Rows from an object pointing dataset
╔══
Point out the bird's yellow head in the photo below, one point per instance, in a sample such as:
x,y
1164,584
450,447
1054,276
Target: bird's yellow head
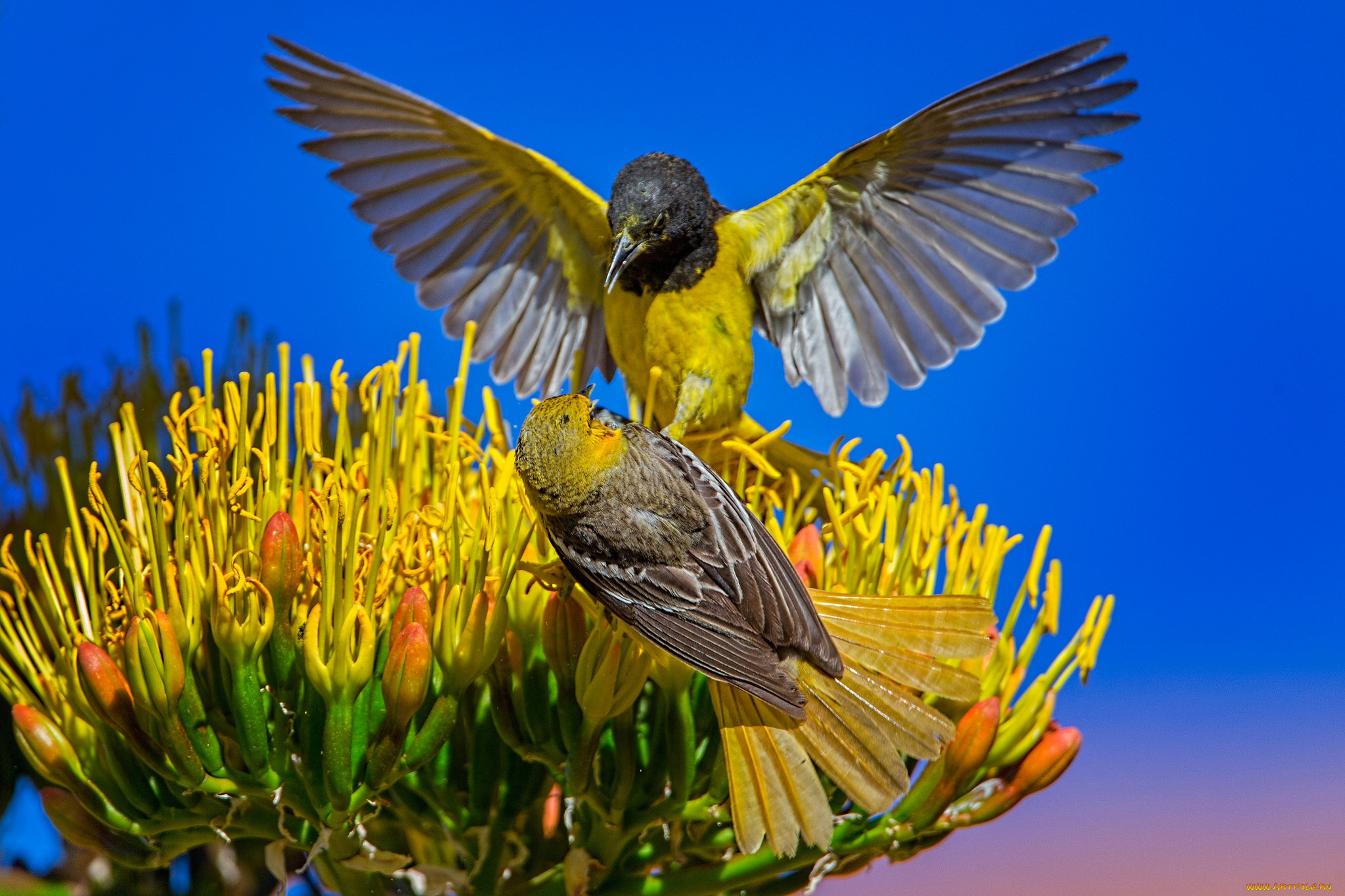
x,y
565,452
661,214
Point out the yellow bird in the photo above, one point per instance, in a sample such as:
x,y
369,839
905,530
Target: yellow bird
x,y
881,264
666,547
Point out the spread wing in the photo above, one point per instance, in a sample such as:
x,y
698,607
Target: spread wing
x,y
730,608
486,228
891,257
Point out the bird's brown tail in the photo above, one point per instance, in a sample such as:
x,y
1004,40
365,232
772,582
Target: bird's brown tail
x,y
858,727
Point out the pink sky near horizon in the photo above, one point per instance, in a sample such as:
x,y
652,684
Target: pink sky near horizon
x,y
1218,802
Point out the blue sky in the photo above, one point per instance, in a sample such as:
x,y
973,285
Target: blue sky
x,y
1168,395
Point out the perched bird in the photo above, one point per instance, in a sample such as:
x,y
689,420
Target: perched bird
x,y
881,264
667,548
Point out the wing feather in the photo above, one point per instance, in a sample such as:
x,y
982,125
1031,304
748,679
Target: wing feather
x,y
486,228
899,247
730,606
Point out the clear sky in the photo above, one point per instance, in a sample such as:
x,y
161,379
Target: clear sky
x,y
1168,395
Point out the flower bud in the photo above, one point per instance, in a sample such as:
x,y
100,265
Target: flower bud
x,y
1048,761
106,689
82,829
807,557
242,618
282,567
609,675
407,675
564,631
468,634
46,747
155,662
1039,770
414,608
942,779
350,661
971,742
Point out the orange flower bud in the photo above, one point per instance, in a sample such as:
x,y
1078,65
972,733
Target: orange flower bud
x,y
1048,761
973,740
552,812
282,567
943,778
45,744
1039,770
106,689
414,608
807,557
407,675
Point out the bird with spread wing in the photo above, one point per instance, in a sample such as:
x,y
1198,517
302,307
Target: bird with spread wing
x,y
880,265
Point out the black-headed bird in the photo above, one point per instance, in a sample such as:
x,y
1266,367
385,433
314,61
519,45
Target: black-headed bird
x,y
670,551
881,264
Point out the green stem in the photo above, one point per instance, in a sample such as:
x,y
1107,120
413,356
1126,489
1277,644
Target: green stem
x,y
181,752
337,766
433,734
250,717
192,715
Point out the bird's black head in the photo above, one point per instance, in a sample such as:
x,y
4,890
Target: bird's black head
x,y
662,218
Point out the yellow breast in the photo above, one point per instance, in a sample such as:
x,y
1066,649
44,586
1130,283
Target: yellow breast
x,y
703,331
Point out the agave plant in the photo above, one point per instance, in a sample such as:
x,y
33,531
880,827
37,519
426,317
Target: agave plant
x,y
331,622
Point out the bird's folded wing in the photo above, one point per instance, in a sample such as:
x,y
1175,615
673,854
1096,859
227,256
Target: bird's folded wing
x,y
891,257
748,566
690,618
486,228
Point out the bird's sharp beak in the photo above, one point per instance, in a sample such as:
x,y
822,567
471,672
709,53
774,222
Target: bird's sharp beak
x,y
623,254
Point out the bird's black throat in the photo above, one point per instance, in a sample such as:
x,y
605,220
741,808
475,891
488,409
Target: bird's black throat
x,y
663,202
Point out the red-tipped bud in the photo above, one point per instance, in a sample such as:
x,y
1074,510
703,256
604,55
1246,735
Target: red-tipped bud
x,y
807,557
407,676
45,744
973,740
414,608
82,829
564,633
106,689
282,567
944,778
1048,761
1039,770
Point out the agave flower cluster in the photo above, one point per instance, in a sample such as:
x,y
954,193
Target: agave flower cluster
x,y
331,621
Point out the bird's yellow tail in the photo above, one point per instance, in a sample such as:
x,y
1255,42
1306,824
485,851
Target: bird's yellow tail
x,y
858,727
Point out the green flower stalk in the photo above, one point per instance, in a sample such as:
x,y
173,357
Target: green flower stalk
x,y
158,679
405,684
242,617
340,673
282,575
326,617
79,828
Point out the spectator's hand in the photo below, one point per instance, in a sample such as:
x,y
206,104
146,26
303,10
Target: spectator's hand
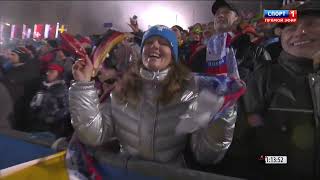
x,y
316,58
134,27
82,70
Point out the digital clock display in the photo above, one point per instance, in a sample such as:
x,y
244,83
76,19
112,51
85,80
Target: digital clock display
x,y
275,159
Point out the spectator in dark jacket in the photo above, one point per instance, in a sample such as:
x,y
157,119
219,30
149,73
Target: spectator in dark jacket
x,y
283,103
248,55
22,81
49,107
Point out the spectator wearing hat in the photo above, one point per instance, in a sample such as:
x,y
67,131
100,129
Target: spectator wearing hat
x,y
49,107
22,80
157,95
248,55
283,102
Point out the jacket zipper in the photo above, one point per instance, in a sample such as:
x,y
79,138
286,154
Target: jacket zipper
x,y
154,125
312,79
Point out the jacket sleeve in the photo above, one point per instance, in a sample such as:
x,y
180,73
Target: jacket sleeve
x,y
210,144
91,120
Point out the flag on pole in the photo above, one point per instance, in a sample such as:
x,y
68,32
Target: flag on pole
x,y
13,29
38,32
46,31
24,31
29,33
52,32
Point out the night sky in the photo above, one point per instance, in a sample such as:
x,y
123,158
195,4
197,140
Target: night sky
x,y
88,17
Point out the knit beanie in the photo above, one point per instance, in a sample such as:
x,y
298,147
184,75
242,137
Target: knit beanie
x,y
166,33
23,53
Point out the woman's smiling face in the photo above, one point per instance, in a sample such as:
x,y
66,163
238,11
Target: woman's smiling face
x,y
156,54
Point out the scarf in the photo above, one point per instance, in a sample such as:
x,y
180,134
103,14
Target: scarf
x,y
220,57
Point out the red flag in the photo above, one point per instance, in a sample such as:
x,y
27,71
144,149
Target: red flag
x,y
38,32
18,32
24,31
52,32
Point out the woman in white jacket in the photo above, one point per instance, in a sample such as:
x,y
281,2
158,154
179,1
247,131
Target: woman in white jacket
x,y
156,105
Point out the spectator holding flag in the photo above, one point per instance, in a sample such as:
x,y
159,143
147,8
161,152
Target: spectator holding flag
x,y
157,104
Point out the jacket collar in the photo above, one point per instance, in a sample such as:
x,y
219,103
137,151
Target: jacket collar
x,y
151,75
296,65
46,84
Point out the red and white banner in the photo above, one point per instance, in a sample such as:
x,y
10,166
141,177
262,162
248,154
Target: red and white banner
╚══
## Directions
Please reproduce all of the data above word for word, omitting the pictures.

## Output of the task
Point out the bird's yellow head in the photo below, one point per instance, in a sample such as:
x,y
1164,584
450,447
1054,276
Target: bird's yellow head
x,y
565,452
661,214
Point out the yellow bird in the photo above, one point per instance, in a sample such as:
x,y
369,839
905,530
Target: yellow bird
x,y
881,264
666,547
Point out the spread wing in the photo above, one point per instance, in a sample such as:
x,y
698,607
Target: spread wing
x,y
730,608
486,228
891,257
Point out the bird's brown tail in the photo above, one point per instance, in a sample such as:
x,y
1004,40
365,232
772,582
Target: bird's brown tail
x,y
858,727
Point out the pink sky near horizon in the photo above, one point per instance, in a sample such as:
x,y
652,684
Target: pink sky near horizon
x,y
1218,802
Point out the blue sky in the photo above, one point per instance, in a sample such as:
x,y
973,285
Target: blue sky
x,y
1168,395
Point out the perched bird in the photo above, one point per instance, in a sample such as:
x,y
689,420
Target: perched bird
x,y
881,264
667,548
Point out the wing feather in the photo above, one point per instance, in a sample such as:
x,y
982,125
1031,304
748,679
Target: wing feather
x,y
486,228
899,247
730,606
Point out the clear sky in the photo above, one point per instance, in a sample such as:
x,y
161,379
Target: clear sky
x,y
1168,395
Point out the flower bud in the photo above, one point per instance, in a sample such as:
x,y
100,265
Target: flower bud
x,y
1048,761
106,689
82,829
807,557
242,618
282,567
609,675
407,675
564,631
468,634
46,747
155,662
1039,770
414,608
942,779
350,661
971,742
Point out the orange flower bud in the photo above, one point per instance, in a sample such as:
x,y
1078,65
972,733
Target: orange flower bud
x,y
1048,761
973,740
552,812
282,567
943,778
45,744
1039,770
106,689
414,608
807,557
407,675
Point out the bird with spread wing in the photo above, one point per instance, in a sample such as:
x,y
1198,517
302,307
Target: bird with spread wing
x,y
880,265
Point out the black-headed bird in the photo above, one point per instance, in a sample such as:
x,y
1266,367
385,433
314,61
519,45
Target: black-headed bird
x,y
670,551
881,264
Point out the green stem in the photo above, one point per instance, in a sample such as:
x,y
1107,120
413,356
1126,489
1277,644
Target: green stem
x,y
181,752
337,766
433,734
250,717
192,715
Point out the bird's black head in the photo above, one point per instance, in a sample such as:
x,y
4,890
Target: bird's black head
x,y
662,218
Point out the yellow breast in the photo above, one point per instance, in a sample such as:
x,y
1066,649
44,586
1130,283
Target: yellow breast
x,y
703,331
Point out the agave plant in the photo above, one point per instance, in a sample such as:
x,y
33,531
880,827
37,519
426,317
Target: agave plant
x,y
331,622
Point out the bird's folded wing in the photo above, one point per instance, in a sample such as:
x,y
1175,615
673,854
1096,859
227,256
Target: bird's folded wing
x,y
891,257
748,566
690,618
486,228
Point out the bird's sharp beak in the photo above, one point per instance, in a sample such as:
x,y
822,567
471,672
709,53
774,222
Target: bird's sharp beak
x,y
623,254
Point out the bird's black throat in the photo above, one point per instance, in a sample such as:
x,y
605,220
741,808
475,891
488,409
Target: bird's black throat
x,y
663,202
Point out the red-tipped bud in the photo above, one point per instance, in a sample such as:
x,y
1074,510
703,256
604,55
1246,735
Target: red-tipped bud
x,y
807,557
407,676
45,744
973,740
414,608
82,829
564,633
106,689
282,567
944,778
1048,761
1039,770
Point out the agave flower cluster in the photo above, one point per instance, in a sample such as:
x,y
954,193
Target: agave flower cluster
x,y
331,621
Point out the bird's yellow tail in the photo above, one point per instance, in a sample such as:
x,y
1255,42
1306,824
485,851
Target: bird's yellow tail
x,y
858,727
Point out the green flower stalk in the photo above, one point per instance, in a sample such as:
x,y
173,357
Target: green flower stalk
x,y
158,679
405,684
242,617
340,673
282,575
326,617
79,828
Point out the spectator's hand in the photo below, one point per instance, in a sample such as:
x,y
206,104
146,26
303,10
Target: spectator's hand
x,y
316,58
134,27
82,70
Point out the digital clock display in the photo above, one point per instance, in a sample such as:
x,y
244,83
76,19
112,51
85,80
Target: digital clock display
x,y
275,159
Point out the spectator in dark jacket in the photo above, one point per instance, in a sample such as:
x,y
157,119
219,30
149,73
Target: spectator in dark jacket
x,y
283,103
248,55
22,81
49,107
Point out the spectator wearing hat in the photo above, one point per instance, in a sample such as:
x,y
67,131
100,129
Target: spectator wearing hat
x,y
49,107
22,80
157,95
248,55
283,102
Point out the jacket zipper in the photo above, one point per instance, in a sample such as:
x,y
79,138
286,154
Target: jacket zipper
x,y
154,125
312,79
Point out the jacket sleeve in the photo above, one point per instance, in a sample such as:
x,y
180,73
Target: jacket sleeve
x,y
210,144
91,120
Point out the flag on pole in the photo above, one point per instance, in a sample such as:
x,y
68,32
Target: flag on pole
x,y
13,29
38,32
46,31
24,31
29,33
52,32
Point out the night sky in the photo above, one point per instance, in a sample such as:
x,y
123,158
195,4
197,140
Target: night sky
x,y
88,17
Point out the knit beanie in the photo above, one point per instance, in a sample such as:
x,y
298,147
184,75
242,137
Target: knit beanie
x,y
166,33
23,53
Point out the woman's smiling face in the photo above, one point per instance, in a sample such as:
x,y
66,163
238,11
Target: woman's smiling face
x,y
156,54
Point out the scarf in the photo above, one point per instance, in a sample such as:
x,y
180,134
103,14
Target: scarf
x,y
220,57
Point out the red flag in the photo above, one point per instance, in a sample such as:
x,y
27,71
144,149
Target: red flag
x,y
38,32
18,32
24,31
52,32
Point out the woman in white jacket in the photo above, one point per instance, in a sample such as:
x,y
281,2
158,154
179,1
247,131
Target: woman in white jacket
x,y
156,105
Point out the spectator holding flag in the photo above, one point per instance, in a sample such as:
x,y
159,143
147,8
161,152
Target: spectator holding flag
x,y
157,104
Point out the jacket collar in the photo above, one point per instance, in a sample such as:
x,y
219,103
137,151
Target: jacket collar
x,y
151,75
296,65
46,84
Point out the red and white banner in the photo above, one point per instance, in a sample such as:
x,y
10,166
141,177
262,162
248,154
Target: red and white banner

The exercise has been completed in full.